• WHAT IS REQUIRED: Even if a line seems odd, print it as it is, and include every record.

• AVAILABLE DATA:
+===+
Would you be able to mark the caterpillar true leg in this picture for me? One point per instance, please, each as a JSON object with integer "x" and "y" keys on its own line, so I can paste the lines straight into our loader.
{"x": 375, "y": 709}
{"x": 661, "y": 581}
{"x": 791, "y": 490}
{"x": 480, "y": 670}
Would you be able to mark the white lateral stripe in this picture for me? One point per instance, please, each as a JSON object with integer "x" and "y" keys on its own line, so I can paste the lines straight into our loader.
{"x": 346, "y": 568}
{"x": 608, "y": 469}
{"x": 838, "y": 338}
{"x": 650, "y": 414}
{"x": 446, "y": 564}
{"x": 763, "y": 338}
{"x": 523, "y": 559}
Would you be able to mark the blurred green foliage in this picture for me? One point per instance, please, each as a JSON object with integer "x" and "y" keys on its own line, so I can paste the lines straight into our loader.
+===+
• ANSWER AREA:
Would you be able to mark the caterpillar true leg in this picture for me? One point per instance, please, each as a JSON object with integer "x" and "y" keys on its own line, so I can paste the lines straight into our loader.
{"x": 375, "y": 709}
{"x": 661, "y": 581}
{"x": 791, "y": 490}
{"x": 480, "y": 670}
Would you be able to mark the white lateral stripe in this picture for me? One point per instance, please, each as a JSON object with integer "x" and "y" keys on its own line, so I can paste the lines straight into our loader.
{"x": 346, "y": 568}
{"x": 608, "y": 469}
{"x": 838, "y": 338}
{"x": 650, "y": 414}
{"x": 446, "y": 564}
{"x": 763, "y": 338}
{"x": 523, "y": 559}
Would you be able to mark the blurred green foliage in this picture for me? One point per instance, please, each as a JSON object with integer "x" and "y" keys on its own line, so I can paste the lines straight into our loader.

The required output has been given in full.